EXERCISE INSTRUCTIONS »
Output only these lines, set down exactly: the one containing "Practice. Find the metal" and each line after it through the end of the records.

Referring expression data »
***
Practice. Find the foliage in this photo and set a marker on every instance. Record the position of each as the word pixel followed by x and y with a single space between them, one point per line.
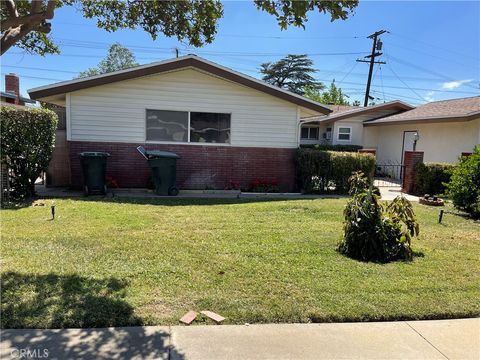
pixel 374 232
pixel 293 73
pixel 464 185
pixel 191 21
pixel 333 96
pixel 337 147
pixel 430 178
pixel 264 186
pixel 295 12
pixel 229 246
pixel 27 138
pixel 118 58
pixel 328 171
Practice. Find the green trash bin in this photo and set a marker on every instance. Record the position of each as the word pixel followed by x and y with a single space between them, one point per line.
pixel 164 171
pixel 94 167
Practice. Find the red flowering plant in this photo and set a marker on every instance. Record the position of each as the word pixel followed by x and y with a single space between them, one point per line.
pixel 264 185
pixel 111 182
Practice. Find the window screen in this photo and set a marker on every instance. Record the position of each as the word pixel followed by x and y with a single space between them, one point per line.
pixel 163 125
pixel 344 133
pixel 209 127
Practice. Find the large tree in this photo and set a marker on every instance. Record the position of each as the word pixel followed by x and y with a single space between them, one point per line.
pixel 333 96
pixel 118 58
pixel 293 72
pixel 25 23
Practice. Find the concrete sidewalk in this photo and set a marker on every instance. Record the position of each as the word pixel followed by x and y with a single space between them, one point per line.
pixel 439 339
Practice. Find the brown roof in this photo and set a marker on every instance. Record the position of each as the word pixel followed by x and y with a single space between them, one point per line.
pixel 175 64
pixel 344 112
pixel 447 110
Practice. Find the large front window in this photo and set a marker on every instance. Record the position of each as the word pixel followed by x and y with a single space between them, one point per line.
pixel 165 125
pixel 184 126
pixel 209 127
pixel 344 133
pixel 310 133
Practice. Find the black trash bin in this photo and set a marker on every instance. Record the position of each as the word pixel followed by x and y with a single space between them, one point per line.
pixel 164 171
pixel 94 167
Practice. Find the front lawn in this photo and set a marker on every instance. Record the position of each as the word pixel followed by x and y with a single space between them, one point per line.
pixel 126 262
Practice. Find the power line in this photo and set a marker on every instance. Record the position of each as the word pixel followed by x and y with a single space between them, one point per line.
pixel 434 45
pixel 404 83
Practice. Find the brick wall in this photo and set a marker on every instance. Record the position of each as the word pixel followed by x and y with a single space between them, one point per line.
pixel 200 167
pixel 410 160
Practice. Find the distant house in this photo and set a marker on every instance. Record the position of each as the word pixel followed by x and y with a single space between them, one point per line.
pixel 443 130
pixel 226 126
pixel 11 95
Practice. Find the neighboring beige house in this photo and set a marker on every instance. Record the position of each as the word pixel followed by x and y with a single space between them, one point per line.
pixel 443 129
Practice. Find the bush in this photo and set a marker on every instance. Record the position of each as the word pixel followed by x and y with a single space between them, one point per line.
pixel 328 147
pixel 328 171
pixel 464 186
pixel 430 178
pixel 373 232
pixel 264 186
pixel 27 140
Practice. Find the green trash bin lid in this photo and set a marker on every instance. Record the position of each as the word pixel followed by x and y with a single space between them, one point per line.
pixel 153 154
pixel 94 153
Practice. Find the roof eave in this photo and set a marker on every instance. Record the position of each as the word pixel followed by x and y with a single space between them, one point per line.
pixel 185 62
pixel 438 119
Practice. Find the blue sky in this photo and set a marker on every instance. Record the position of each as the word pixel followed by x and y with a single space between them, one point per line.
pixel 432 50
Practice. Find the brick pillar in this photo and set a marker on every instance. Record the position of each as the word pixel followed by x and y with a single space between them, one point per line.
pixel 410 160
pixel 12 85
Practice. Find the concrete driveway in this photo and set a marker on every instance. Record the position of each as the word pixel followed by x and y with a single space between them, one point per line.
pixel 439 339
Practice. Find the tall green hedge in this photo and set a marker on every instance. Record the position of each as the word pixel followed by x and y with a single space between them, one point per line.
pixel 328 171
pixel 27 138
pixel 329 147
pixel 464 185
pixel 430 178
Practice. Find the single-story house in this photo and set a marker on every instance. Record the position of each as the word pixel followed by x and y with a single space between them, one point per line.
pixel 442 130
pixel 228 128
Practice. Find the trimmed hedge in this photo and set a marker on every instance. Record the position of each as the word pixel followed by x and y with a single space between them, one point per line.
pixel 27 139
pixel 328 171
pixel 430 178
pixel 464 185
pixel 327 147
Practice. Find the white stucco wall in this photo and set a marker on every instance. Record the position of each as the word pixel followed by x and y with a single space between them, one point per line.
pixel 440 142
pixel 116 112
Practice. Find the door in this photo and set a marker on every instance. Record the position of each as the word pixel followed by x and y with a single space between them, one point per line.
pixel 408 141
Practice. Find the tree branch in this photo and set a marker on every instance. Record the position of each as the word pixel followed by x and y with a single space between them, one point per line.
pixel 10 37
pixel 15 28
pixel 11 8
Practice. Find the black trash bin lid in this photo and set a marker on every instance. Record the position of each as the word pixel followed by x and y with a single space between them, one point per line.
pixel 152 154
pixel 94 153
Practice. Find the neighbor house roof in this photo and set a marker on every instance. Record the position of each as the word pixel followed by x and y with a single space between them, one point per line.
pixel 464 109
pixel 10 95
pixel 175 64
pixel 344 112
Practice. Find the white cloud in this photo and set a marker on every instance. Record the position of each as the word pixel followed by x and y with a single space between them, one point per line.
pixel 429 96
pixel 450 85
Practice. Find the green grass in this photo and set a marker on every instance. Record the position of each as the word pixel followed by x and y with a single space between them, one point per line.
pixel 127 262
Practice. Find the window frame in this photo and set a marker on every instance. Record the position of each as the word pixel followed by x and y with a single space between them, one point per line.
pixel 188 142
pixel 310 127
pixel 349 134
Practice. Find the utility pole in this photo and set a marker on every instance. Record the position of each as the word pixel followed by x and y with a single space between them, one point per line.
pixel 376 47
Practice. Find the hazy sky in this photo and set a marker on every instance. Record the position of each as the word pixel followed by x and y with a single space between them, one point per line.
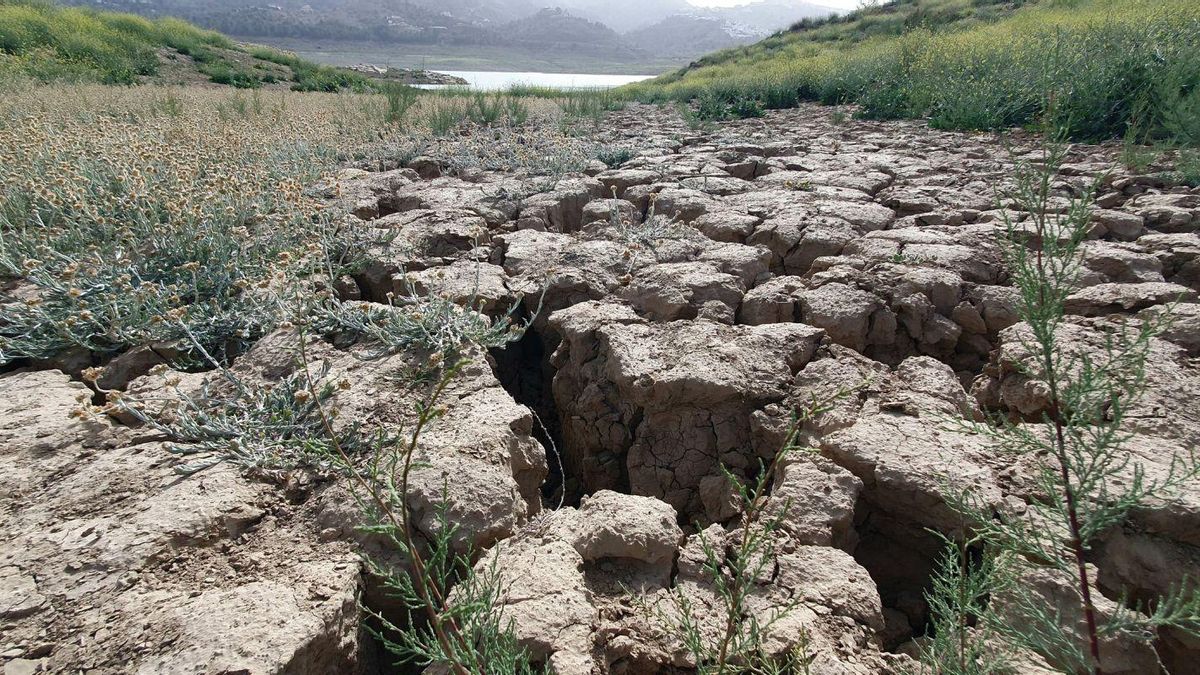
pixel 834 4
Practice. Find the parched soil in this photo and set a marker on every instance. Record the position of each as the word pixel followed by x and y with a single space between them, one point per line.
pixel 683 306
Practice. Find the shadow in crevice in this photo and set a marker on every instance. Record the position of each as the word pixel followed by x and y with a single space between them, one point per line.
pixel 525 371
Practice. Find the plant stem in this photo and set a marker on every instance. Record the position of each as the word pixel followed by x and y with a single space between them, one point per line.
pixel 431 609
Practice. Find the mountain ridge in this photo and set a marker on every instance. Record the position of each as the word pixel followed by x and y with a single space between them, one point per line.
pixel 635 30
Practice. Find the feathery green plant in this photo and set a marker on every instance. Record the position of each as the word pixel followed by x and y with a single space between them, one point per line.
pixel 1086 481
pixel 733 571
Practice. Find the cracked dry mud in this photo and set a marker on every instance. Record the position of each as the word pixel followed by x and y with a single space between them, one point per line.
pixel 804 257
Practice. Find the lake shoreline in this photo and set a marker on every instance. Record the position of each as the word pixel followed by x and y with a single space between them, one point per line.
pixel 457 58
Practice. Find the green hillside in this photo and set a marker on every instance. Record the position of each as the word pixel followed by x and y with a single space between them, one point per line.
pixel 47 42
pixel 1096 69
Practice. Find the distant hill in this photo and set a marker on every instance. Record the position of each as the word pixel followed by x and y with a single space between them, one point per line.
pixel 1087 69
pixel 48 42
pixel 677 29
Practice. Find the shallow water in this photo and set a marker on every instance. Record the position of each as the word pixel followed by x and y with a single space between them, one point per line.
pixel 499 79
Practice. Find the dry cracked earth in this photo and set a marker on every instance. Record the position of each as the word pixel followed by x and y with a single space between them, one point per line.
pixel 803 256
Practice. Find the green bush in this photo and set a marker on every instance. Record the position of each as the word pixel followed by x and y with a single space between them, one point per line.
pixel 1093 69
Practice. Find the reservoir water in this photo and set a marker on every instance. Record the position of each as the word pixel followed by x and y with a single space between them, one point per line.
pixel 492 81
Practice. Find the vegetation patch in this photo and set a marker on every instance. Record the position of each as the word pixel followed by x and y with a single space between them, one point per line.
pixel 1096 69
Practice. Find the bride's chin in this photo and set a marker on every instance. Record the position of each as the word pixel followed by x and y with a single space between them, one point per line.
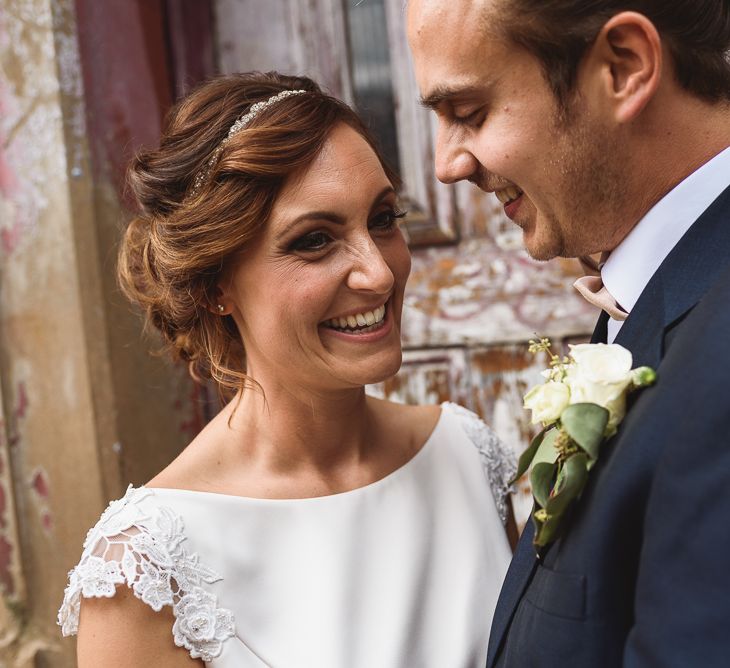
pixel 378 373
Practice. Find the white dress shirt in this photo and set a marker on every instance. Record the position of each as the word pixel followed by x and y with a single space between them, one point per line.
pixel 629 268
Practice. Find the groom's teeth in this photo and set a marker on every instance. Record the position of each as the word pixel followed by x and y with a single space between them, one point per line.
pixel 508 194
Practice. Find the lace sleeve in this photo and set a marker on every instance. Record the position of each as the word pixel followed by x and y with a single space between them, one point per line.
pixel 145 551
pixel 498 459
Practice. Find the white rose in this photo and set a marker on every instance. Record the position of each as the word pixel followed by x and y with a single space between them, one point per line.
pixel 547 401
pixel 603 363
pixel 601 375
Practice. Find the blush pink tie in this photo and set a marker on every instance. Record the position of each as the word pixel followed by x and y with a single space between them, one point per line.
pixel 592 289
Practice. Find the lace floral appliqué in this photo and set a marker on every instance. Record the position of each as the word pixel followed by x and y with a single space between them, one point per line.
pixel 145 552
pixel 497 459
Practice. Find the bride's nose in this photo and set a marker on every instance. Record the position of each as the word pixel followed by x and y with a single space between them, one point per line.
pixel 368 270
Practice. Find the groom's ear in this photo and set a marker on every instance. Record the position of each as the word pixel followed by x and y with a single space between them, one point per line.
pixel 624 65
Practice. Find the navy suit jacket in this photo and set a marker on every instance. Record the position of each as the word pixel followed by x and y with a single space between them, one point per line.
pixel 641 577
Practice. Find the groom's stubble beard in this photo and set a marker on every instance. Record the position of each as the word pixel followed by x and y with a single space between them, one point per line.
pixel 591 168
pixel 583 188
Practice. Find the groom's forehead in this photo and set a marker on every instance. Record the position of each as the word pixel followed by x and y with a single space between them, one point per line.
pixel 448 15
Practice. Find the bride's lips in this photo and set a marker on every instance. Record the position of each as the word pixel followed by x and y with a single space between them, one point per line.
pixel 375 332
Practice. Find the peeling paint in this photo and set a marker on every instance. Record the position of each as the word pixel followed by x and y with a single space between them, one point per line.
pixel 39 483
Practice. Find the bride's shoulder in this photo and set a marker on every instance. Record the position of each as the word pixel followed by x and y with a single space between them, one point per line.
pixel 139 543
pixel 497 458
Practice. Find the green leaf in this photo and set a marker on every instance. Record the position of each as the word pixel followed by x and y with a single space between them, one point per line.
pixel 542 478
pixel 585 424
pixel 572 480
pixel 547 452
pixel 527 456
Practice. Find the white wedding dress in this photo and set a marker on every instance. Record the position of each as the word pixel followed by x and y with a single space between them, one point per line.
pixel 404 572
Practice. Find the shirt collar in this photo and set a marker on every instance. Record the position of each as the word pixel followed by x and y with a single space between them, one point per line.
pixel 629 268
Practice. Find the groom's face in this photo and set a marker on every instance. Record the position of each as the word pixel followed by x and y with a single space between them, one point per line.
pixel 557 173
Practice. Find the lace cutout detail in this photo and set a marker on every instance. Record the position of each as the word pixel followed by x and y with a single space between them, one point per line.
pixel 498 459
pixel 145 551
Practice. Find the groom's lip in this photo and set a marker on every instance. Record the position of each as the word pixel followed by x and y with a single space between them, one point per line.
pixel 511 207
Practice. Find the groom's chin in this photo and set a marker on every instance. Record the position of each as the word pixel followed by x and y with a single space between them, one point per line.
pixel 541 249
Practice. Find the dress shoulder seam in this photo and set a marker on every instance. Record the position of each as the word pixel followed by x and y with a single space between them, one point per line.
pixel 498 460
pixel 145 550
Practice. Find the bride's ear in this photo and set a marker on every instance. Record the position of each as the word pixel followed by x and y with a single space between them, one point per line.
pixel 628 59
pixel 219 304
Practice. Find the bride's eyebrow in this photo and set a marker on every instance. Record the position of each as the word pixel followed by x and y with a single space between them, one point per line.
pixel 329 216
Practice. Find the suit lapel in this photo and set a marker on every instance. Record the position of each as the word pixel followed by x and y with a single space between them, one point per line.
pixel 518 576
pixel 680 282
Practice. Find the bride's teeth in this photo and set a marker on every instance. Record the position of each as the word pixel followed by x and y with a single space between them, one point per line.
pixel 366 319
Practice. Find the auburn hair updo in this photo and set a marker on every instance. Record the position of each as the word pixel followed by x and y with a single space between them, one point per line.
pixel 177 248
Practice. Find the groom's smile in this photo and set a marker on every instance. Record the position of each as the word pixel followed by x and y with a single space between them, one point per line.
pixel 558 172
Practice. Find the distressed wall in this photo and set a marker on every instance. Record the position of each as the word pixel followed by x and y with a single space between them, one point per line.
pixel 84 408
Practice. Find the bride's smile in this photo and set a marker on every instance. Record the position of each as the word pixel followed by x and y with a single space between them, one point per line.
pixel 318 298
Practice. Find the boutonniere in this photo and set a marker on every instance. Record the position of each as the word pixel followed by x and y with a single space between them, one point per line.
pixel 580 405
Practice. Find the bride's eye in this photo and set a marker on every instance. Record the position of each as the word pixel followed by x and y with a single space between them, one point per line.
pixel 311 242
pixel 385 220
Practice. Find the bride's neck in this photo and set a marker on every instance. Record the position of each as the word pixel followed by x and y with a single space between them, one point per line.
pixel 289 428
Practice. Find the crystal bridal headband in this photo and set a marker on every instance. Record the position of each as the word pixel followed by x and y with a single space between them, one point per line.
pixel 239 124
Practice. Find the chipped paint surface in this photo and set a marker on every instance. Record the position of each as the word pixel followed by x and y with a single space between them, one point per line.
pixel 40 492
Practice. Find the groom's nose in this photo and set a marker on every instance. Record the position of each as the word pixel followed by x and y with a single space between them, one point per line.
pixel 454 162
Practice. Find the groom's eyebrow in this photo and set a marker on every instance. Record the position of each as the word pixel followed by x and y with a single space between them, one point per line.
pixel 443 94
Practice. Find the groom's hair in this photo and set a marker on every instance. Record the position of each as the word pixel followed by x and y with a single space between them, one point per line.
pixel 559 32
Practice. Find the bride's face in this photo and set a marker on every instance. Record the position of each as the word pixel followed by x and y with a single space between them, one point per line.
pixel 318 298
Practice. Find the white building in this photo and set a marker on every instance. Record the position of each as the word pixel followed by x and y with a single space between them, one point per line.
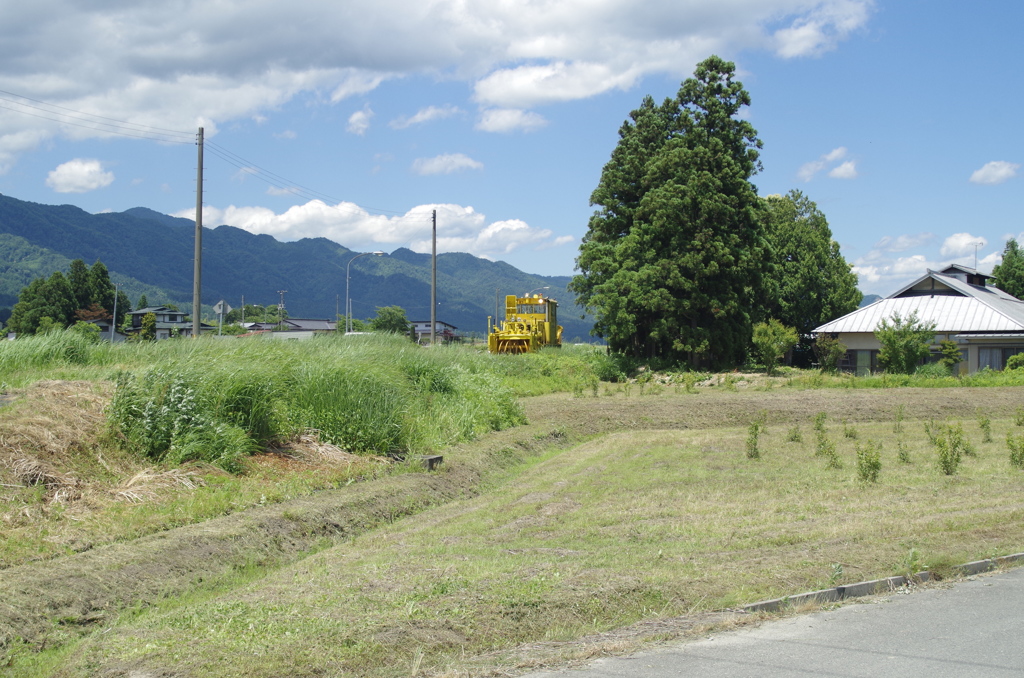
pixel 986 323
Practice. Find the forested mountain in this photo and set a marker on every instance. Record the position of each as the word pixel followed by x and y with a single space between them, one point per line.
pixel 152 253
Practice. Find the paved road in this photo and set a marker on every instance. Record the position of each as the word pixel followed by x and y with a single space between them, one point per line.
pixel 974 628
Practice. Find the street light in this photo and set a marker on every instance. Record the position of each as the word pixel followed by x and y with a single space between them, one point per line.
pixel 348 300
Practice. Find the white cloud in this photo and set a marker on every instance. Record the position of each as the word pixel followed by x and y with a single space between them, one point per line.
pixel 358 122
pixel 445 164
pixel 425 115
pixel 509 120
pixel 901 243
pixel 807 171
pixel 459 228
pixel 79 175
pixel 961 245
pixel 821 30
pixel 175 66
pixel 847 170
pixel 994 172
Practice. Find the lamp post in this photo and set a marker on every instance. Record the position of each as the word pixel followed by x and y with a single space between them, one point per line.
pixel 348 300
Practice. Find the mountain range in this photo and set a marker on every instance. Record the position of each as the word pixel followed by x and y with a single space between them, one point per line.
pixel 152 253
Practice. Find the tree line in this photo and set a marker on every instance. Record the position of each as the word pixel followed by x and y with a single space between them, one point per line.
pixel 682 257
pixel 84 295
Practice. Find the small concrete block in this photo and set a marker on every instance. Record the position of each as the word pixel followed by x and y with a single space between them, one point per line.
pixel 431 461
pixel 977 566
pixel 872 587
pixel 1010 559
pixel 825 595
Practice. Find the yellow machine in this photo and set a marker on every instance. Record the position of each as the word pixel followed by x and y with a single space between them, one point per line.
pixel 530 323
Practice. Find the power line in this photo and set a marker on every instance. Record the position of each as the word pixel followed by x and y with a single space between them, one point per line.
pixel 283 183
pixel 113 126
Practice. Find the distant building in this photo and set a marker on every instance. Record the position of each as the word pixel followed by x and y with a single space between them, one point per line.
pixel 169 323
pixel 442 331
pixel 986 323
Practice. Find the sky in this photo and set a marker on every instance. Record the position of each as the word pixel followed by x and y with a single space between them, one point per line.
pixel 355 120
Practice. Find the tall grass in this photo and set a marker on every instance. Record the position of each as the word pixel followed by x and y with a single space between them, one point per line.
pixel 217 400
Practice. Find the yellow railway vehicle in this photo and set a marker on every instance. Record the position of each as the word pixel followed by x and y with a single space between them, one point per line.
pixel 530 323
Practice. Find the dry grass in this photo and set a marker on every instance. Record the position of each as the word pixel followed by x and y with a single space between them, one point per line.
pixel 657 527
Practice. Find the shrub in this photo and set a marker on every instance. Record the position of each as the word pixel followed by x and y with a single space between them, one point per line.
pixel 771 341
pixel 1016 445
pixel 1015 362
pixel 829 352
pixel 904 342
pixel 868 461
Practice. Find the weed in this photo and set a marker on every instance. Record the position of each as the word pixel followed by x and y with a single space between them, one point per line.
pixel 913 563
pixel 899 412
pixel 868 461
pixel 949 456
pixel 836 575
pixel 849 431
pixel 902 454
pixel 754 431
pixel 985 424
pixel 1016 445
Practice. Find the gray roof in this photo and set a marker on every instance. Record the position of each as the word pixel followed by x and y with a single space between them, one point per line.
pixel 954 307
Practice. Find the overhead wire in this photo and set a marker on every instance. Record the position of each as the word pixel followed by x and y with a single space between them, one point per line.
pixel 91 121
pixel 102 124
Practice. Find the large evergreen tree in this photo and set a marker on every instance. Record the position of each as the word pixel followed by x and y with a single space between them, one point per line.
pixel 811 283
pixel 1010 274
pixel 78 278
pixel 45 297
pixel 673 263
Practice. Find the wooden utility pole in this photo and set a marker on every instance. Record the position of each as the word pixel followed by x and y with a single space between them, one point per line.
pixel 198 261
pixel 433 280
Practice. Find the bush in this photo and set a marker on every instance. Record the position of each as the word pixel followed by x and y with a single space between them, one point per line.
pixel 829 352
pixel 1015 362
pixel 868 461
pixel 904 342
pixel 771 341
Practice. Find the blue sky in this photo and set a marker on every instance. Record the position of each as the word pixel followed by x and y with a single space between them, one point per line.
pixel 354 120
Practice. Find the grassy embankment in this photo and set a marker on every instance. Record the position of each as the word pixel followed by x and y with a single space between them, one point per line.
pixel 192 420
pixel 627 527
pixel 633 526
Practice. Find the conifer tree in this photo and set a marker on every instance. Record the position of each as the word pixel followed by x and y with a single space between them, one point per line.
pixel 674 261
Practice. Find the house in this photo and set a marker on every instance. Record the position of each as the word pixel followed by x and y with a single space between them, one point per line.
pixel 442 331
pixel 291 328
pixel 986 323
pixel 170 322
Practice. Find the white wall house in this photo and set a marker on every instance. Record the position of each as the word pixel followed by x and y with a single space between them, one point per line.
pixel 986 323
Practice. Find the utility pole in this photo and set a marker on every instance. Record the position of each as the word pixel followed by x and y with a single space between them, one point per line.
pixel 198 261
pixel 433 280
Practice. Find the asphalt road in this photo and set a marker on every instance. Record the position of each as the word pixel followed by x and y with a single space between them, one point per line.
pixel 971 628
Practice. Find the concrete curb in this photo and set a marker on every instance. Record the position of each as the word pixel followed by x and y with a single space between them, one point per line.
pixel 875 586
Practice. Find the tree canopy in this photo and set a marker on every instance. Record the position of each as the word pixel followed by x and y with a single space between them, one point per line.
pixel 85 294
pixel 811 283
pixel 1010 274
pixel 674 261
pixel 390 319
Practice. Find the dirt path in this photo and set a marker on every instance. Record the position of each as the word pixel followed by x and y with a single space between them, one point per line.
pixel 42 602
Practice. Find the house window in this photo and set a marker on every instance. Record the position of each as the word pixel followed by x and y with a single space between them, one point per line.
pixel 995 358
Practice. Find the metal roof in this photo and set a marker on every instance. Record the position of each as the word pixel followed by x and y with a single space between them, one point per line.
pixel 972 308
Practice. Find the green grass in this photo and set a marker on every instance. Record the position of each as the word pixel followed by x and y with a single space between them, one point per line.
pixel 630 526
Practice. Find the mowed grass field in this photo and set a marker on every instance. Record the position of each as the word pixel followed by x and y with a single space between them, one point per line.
***
RESPONSE BELOW »
Practice. Find the metal roof in this photo and set a marker on every instance. Record the position of each as the word pixel followed by x and y with a single space between them, one point per line.
pixel 972 308
Practice. Find the green grass in this photo and set a marker on every instance. Record the position of each as the word pixel followed by x and y with a single space between them, one point per line.
pixel 630 526
Practice. Find the mowed grass field in this photo and set a marker on every instance. Record the position of each as the word pixel followed by x and y with a single space between them, one point per line.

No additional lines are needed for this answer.